#### Extrait fourni:
Alors que l’année 2022 est bien partie pour devenir l’une des pires de l’histoire pour la multi-gestion, force est de constater que les investisseurs n’ont que très peu changé leurs préférences concernant les différentes classes d’actifs et titres à privilégier. Une certaine nostalgie des années “QE” (pour “Quantitative Easing” ou assouplissement quantitatif) subsiste: les GAFAs (Amazon, Google, Facebook, etc.), les fonds ARK Invest et autres ETF “QQQ” (Nasdaq) sont encore très largement présents dans les portefeuilles des particuliers, mais aussi des professionnels.

Alors que nous sommes peut-être entrés dans une nouvelle ère sur le plan de l’ordre mondial, économique et financier, un certain nombre de thématiques d’investissement restent ignorées par la plupart d’investisseur. Voici quelques exemples.  

1/ Les matières premières

Il s’agit de la classe d’actif la plus performante en 2022 (+18% pour l’indice Bloomberg Commodity) et ce notamment grâce à la forte hausse du pétrole en première partie d’année. Et pourtant, les investisseurs privés et institutionnels continuent de bouder les matières premières. Une analyse des flux sur les ETFs des trois grandes classes d’actifs (cf. ci-dessous) montre que les capitaux continuent d’être alloués aux actifs qui ont perdu le plus de valeur en 2022 (actions et obligations) tout en ignorant le seul segment actuellement en marché haussier càd les matières premières.

Comme nous en avons discuté à plusieurs reprises, la situation de l’offre reste tendue sur de nombreuses matières premières (pétrole, métaux industriels, métaux précieux, uranium) alors que la demande ne semble pas vouloir s’effondrer malgré le resserrement monétaire des banques centrales.

Un arrêt de la politique zero-covid en Chine pourrait même créer les conditions d’une ré-accélération de la demande. Rappelons également que cette classe d’actif est celle qui performe historiquement le mieux dans les phases d’inflation élevée voire de stagflation.   

Graphique: les flux dans les ETFs sur les trois principales d’actifs en 2022 (en millions de dollars)

2/ Les pays exportateurs de matières premières

Depuis plus d’une décennie, le marché des actions américaines est la coqueluche de la plupart des investisseurs mondiaux, au point de représenter près de deux tiers de la capitalisation boursière de l’indice MSCI World. La forte représentativité des valeurs technologiques explique en partie ce succès. Mais depuis 2021, le secteur de la technologie a perdu de sa valeur en partie du fait de la hausse des rendements obligataires qui pèse sur les multiples d’évaluation. A contrario, les pays exportateurs de matières premières – et leurs marchés de capitaux - ont en quelque sorte “profité” des sanctions à l’encontre de la Russie.  

Ainsi, le real brésilien fait partie des rares devises qui s’est appréciée contre dollar depuis le début de l’année (+4%). Le Brésil profite de la forte demande pour le soja, le fer, le pétrole ou encore le sucre, des matières premières dont le Brésil est exportateur net. Cet avantage profite également au marché d’actions locales; l’indice Bovespa index est en hausse de 14% depuis le début de l’année en BRL. Et pourtant, l’allocation au Brésil reste relativement bégnine dans les portefeuilles globaux.

#### Travail demandé:
a: D'après l'extrait sur les thématiques d'investissement, de combien le real brésilien s'est-il apprécié contre le dollar depuis le début de l'année ?
b: Prolongez l'extrait sur les thématiques d'investissement à partir de sa dernière phrase.

#### Jeu de données:
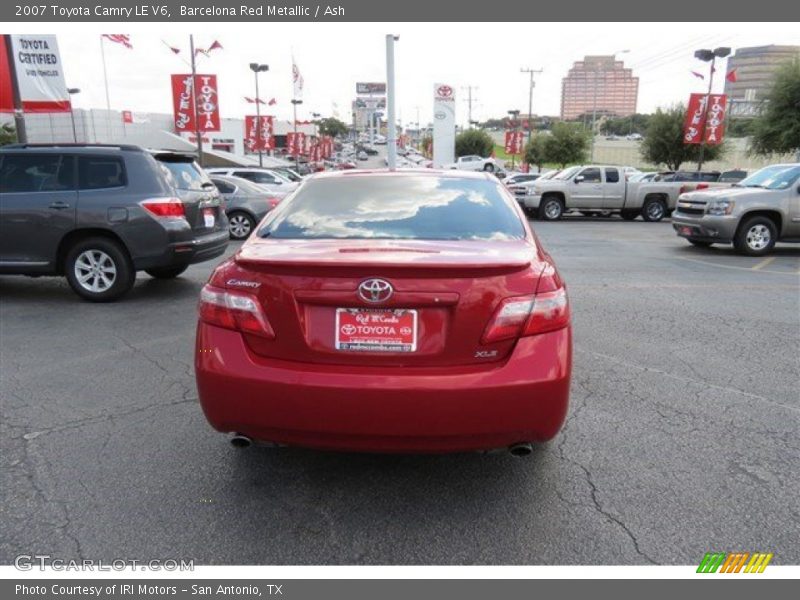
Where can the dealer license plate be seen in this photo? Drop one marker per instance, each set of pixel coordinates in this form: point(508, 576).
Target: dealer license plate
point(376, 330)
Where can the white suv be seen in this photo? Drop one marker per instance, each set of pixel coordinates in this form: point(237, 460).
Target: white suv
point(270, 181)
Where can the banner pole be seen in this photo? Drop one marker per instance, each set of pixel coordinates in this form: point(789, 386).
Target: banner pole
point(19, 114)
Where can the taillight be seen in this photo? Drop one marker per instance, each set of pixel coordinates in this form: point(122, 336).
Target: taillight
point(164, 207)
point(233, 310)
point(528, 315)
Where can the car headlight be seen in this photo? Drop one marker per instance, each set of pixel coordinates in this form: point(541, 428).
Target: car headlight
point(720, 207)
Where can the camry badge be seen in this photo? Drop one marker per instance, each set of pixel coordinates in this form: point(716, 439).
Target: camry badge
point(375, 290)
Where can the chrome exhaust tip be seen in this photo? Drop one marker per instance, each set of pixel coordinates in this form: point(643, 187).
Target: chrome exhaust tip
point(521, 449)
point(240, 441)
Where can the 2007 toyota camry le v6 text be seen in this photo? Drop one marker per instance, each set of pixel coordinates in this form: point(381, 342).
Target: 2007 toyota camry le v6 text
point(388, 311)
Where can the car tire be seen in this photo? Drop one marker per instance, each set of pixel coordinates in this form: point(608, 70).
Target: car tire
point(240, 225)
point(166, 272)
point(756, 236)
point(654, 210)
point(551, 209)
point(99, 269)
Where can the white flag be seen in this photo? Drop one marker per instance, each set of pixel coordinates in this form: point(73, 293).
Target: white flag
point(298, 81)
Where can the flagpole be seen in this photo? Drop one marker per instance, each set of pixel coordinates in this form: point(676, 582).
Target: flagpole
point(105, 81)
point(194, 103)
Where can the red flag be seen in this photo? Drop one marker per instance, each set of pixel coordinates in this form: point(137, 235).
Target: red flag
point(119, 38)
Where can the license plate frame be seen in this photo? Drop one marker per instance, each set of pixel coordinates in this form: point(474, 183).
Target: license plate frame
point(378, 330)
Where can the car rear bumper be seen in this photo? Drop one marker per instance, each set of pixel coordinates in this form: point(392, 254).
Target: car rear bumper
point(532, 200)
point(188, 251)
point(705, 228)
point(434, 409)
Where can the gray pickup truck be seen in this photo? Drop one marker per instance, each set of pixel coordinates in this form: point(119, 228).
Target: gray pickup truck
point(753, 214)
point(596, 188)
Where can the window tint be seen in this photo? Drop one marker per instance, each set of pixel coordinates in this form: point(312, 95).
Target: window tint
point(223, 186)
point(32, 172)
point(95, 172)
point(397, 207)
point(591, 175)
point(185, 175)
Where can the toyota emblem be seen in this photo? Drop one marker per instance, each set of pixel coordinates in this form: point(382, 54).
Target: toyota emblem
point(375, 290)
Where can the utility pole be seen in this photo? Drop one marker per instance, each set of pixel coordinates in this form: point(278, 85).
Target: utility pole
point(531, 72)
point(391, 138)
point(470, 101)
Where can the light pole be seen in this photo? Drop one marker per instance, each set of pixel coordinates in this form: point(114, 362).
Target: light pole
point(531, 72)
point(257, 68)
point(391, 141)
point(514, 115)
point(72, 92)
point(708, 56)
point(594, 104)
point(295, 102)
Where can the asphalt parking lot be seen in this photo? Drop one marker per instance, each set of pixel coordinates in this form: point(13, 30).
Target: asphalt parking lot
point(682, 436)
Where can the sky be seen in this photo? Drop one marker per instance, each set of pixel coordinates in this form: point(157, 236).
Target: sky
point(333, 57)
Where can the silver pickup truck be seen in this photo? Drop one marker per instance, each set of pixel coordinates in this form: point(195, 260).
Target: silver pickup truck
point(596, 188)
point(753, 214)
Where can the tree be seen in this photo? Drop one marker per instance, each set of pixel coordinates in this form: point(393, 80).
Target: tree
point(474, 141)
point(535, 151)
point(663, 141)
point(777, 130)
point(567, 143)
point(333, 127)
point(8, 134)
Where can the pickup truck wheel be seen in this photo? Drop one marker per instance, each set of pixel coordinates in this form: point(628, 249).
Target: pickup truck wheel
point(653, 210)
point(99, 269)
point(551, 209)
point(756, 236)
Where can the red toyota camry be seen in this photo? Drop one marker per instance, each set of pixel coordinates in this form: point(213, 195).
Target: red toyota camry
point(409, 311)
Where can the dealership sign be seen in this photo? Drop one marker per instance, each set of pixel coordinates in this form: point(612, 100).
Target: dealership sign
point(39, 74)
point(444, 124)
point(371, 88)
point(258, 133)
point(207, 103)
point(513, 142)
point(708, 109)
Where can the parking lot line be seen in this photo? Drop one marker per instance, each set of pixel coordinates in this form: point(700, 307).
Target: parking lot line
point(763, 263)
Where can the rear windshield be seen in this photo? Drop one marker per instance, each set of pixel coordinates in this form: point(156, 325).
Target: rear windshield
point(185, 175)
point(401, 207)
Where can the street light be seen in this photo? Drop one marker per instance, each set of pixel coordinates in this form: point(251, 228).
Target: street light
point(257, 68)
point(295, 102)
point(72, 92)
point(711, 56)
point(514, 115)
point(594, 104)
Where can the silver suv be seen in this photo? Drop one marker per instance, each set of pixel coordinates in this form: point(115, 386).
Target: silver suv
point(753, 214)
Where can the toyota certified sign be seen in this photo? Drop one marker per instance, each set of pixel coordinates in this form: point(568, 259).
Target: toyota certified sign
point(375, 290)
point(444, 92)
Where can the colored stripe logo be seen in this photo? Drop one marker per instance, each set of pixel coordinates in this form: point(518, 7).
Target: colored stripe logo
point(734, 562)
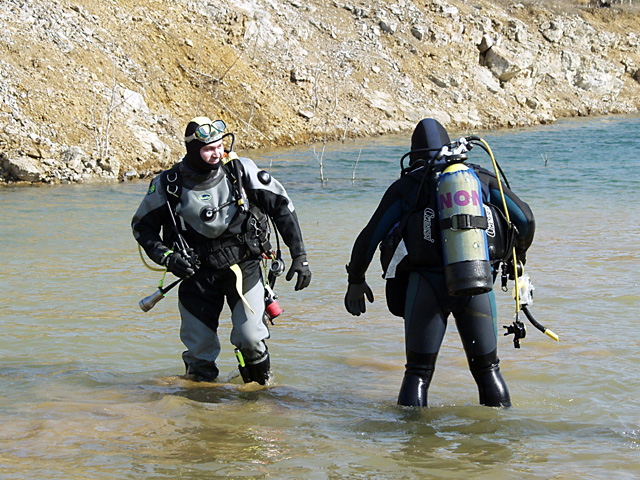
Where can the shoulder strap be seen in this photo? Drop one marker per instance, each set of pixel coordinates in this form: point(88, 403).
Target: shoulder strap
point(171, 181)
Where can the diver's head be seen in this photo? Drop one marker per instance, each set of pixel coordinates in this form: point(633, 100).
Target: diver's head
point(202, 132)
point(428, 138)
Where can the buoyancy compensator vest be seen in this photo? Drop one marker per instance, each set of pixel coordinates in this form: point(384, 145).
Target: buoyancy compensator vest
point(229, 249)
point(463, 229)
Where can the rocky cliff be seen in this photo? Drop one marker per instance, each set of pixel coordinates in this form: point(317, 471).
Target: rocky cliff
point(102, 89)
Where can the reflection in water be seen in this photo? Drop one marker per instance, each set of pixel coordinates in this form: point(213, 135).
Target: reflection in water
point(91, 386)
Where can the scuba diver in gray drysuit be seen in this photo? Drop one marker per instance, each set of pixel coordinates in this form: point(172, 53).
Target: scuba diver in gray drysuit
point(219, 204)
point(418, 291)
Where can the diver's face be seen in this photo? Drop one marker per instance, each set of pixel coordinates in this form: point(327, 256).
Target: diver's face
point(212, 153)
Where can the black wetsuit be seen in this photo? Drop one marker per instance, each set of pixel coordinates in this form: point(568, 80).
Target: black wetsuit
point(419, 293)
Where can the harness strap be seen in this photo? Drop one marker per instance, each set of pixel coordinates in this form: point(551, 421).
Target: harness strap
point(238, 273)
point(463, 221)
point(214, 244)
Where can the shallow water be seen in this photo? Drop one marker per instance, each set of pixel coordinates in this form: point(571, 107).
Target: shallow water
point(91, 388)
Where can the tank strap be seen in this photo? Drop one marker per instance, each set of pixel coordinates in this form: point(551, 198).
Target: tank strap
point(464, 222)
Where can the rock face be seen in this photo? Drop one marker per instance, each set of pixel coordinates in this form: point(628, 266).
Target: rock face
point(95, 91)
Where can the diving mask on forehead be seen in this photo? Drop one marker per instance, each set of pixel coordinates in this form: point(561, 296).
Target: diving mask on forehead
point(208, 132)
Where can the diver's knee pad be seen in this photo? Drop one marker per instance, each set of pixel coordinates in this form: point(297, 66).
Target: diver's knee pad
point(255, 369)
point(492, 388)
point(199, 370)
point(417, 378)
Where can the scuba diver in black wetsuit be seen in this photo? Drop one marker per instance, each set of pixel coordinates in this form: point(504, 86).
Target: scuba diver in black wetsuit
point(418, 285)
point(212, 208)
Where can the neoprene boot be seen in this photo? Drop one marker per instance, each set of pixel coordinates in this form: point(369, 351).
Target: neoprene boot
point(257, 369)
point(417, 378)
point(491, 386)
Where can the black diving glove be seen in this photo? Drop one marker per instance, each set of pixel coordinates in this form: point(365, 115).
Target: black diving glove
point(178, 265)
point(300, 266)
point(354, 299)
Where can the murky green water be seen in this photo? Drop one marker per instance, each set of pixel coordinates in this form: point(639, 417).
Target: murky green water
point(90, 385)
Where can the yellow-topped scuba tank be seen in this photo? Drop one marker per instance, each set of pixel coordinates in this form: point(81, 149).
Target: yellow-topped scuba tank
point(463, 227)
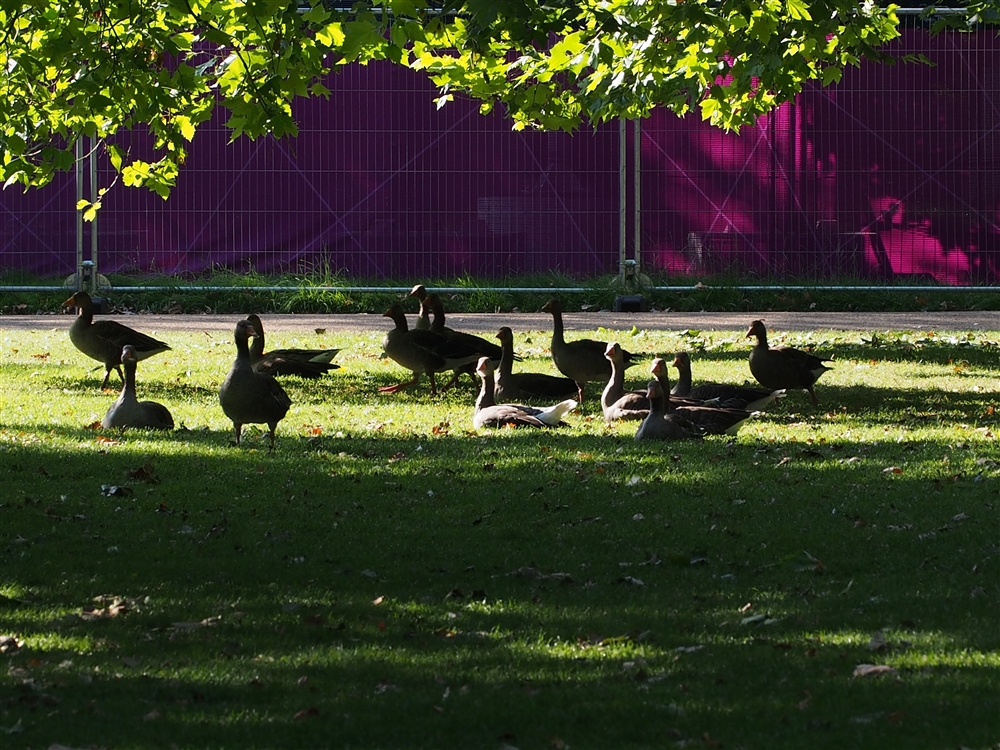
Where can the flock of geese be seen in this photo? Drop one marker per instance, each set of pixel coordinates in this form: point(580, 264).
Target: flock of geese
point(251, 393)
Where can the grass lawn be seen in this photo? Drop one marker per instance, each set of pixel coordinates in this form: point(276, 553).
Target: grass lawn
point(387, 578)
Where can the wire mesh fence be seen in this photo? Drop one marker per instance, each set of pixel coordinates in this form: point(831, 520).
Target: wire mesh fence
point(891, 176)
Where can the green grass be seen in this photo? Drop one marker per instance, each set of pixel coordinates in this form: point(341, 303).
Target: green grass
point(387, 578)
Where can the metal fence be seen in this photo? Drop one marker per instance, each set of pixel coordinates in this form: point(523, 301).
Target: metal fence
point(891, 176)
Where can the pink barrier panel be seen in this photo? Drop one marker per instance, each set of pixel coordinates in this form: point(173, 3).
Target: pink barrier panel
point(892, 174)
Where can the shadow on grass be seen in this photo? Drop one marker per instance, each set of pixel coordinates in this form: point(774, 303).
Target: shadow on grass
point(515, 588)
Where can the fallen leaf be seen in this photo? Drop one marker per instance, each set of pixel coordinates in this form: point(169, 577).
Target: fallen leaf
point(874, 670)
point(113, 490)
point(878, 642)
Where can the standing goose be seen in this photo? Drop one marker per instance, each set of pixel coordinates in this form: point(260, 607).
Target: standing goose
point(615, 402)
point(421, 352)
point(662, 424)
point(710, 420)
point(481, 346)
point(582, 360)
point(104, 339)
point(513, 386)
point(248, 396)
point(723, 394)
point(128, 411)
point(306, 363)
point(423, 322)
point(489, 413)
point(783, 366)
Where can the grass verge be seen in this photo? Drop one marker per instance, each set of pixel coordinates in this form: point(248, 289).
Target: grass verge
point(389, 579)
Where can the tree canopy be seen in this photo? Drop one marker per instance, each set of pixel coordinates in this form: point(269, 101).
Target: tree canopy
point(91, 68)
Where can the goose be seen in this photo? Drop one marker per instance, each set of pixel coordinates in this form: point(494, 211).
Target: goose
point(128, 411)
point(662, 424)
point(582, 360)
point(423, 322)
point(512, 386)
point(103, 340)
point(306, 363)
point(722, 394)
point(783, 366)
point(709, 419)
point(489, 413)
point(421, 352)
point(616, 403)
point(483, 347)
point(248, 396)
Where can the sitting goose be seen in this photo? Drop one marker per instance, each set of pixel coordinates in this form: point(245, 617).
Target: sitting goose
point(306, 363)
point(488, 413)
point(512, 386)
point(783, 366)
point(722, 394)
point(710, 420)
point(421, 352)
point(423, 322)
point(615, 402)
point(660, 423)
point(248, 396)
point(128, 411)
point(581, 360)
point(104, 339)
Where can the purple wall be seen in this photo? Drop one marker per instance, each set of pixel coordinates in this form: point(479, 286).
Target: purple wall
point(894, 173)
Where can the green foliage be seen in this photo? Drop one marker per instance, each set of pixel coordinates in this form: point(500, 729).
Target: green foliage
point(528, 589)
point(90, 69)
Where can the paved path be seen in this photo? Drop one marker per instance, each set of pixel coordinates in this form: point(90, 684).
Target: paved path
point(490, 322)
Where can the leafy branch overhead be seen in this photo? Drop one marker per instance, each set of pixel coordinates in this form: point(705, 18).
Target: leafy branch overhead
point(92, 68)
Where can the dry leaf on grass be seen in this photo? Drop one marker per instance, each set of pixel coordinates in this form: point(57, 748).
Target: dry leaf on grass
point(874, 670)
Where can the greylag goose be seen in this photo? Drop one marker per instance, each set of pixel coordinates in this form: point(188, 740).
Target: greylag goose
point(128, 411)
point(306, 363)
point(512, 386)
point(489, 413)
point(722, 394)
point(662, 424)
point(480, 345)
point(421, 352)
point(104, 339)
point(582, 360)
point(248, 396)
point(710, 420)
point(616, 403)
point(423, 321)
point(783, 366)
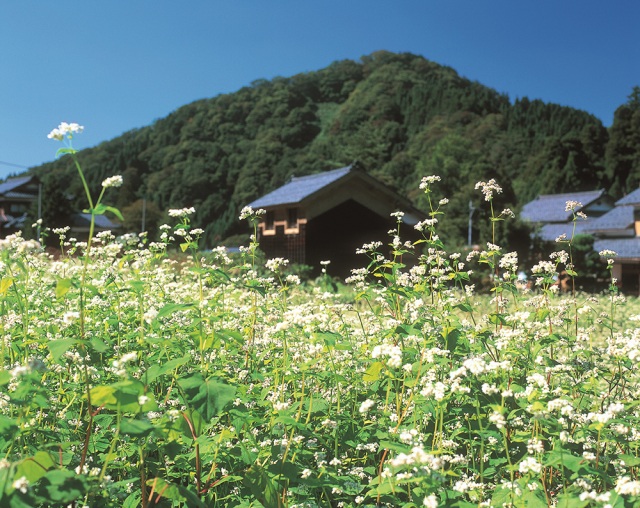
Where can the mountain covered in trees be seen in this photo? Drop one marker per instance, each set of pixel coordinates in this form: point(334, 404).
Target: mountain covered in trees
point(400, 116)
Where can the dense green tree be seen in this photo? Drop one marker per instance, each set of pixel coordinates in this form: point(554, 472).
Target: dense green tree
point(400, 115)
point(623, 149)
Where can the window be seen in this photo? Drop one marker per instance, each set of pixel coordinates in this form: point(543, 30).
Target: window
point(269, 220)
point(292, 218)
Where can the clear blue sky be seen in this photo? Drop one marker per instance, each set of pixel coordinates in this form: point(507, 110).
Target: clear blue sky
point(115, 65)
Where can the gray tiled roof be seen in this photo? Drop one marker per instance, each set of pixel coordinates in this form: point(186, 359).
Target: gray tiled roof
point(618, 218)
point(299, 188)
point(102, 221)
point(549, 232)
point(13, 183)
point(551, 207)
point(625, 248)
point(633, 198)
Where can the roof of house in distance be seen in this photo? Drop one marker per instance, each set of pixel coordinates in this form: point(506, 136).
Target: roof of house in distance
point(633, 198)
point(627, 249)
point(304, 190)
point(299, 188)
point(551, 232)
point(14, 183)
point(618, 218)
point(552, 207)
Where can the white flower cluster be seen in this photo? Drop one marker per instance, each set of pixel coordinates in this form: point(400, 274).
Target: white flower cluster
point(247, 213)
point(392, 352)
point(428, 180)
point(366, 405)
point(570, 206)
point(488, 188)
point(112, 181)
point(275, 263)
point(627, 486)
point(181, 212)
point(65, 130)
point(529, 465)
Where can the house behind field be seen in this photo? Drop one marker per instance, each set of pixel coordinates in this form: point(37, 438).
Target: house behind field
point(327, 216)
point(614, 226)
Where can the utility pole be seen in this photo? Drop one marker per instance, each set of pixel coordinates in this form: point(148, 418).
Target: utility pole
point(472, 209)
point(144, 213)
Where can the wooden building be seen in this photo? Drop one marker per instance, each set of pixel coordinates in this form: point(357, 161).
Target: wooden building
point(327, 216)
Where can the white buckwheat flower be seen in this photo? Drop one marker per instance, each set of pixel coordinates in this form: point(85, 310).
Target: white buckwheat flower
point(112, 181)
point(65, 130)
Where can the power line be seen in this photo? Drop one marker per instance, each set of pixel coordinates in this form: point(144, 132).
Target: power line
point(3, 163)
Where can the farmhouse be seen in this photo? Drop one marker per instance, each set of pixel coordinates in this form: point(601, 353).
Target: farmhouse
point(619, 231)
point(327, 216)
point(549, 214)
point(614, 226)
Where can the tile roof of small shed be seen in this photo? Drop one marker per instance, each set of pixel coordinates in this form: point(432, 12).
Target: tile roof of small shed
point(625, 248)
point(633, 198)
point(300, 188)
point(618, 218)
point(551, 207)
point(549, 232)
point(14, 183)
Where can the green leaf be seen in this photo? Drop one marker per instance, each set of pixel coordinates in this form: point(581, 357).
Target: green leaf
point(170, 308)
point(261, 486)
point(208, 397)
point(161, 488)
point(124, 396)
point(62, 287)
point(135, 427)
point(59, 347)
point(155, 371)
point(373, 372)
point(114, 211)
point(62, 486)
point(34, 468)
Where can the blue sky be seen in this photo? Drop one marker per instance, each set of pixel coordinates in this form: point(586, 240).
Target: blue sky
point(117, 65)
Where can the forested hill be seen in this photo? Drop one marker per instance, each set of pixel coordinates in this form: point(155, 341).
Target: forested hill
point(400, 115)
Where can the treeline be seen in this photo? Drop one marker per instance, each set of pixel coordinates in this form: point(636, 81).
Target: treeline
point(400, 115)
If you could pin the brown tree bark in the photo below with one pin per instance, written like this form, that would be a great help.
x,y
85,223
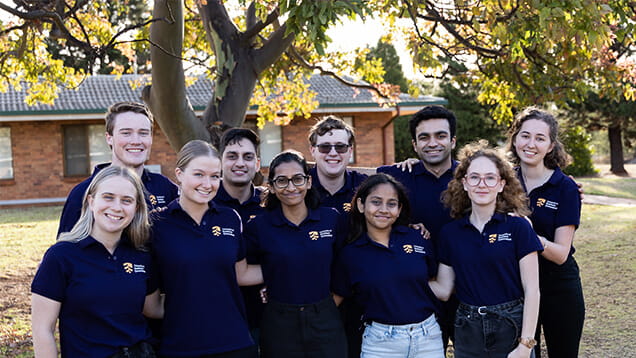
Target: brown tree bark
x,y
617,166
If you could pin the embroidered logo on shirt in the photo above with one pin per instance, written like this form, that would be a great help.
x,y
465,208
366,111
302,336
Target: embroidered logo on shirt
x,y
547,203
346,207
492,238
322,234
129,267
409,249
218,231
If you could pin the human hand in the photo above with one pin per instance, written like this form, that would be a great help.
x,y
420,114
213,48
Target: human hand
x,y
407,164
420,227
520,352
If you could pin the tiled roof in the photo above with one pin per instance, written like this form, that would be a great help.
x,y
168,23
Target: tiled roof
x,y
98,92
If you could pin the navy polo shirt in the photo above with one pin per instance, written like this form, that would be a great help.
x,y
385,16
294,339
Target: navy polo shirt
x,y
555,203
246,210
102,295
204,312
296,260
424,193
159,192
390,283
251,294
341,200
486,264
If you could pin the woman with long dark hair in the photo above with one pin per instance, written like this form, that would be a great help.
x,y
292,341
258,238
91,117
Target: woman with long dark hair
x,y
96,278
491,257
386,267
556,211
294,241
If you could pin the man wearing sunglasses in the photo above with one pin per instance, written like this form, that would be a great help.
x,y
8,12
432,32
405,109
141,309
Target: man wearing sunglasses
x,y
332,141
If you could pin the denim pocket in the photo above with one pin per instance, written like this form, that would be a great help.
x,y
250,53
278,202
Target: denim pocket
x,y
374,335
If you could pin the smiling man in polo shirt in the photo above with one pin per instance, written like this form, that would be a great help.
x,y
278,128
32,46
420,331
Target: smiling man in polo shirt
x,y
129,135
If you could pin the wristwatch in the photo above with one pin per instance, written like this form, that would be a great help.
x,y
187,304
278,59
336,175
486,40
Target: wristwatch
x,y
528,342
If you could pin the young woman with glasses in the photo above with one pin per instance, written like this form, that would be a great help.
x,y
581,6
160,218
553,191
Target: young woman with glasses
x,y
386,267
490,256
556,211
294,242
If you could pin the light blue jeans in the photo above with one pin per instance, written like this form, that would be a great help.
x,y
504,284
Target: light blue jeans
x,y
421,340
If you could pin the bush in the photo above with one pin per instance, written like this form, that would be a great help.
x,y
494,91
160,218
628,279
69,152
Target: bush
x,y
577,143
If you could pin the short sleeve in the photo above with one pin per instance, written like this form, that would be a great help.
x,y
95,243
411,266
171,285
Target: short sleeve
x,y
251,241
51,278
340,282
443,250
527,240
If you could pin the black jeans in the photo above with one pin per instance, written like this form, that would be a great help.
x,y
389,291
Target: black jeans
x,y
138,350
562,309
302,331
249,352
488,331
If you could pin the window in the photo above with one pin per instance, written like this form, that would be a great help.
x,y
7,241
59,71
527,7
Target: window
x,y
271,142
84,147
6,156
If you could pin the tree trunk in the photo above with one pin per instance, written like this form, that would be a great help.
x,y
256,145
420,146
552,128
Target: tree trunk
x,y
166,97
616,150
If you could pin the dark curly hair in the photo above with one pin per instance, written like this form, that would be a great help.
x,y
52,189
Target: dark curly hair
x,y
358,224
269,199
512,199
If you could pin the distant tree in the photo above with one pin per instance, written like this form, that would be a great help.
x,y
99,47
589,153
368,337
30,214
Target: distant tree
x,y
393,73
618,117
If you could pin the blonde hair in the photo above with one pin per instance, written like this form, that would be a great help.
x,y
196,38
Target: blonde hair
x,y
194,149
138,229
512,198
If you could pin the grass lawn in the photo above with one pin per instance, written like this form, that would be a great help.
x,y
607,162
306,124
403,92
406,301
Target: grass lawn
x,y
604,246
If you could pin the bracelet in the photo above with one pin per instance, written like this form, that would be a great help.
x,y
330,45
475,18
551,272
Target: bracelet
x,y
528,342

#### Réponses dans l'ordre:
a: Il s'est apprécié de 4 % contre le dollar.

b:
Le titre Saudi Aramco, désormais 2ème plus importante capitalisation boursière derrière Apple, est quant à lui totalement sous représenté à l’international. Idem pour la région du Moyen-Orient, que cela soit au niveau des obligations ou des actions. Pourtant, l’Arabie Saoudite est le pays qui affiche actuellement la plus forte croissance du PIB (+9.5% attendu cette année) et les Emirats Arabes Unis sont actuellement en plein boom. Les marchés d’actions de ces deux pays du Golf ont plutôt bien résisté cette année, consolidant les très fortes progressions enregistrées en 2021 et ce malgré la force du dollar et la hausse des taux d’intérêt.

Graphique: Les plus grandes sociétés de pétrole et de gas au monde

Source: Elements, The Visual Capitalist
3/ Les valeurs avec un rendement du free cash-flow très élevé

Dans cette période de grande incertitude et de ralentissement de l’activité économique, l’analyse du free cash flow (flux de trésorie) revêt une grande importance car il sert notamment à mesurer la marge de manœuvre financière des entreprises mais aussi la qualité de leur performance opérationnelle. Investir dans des sociétés avec un rendement du free cash flow élevé permet de privilégier les titres de qualité avec une valorisation attractive.

Les GAFAs ont par le passé offert des rendements du free cash flow trés élevés. Ce n’est malheureusement plus le cas pour certains de ces titres, même si il est possible de trouver des candidats intéressants dans le secteur de la technologie et de la communication. Toutefois, les rendements du free cash flow les plus élevés peuvent aujourd’hui être identifiés dans les secteurs de la vieille économie (énergie, matérieux, industrie) mais aussi dans les secteurs de la santé et de la consommation non-cyclique.

D’une manière générale, on observe que les valeurs avec un rendement du free cash-flow élevé restent sous-représentés dans les portefeuilles des clients. Malgré le fait que l’énergie affiche de très loin la meilleure performance sectorielle en 2022, le poids de ce secteur dans les indices reste faible (environ 4% du S&P 500) et le rendement du free cash-flow n’a jamais été aussi attractif (cf ci-dessous).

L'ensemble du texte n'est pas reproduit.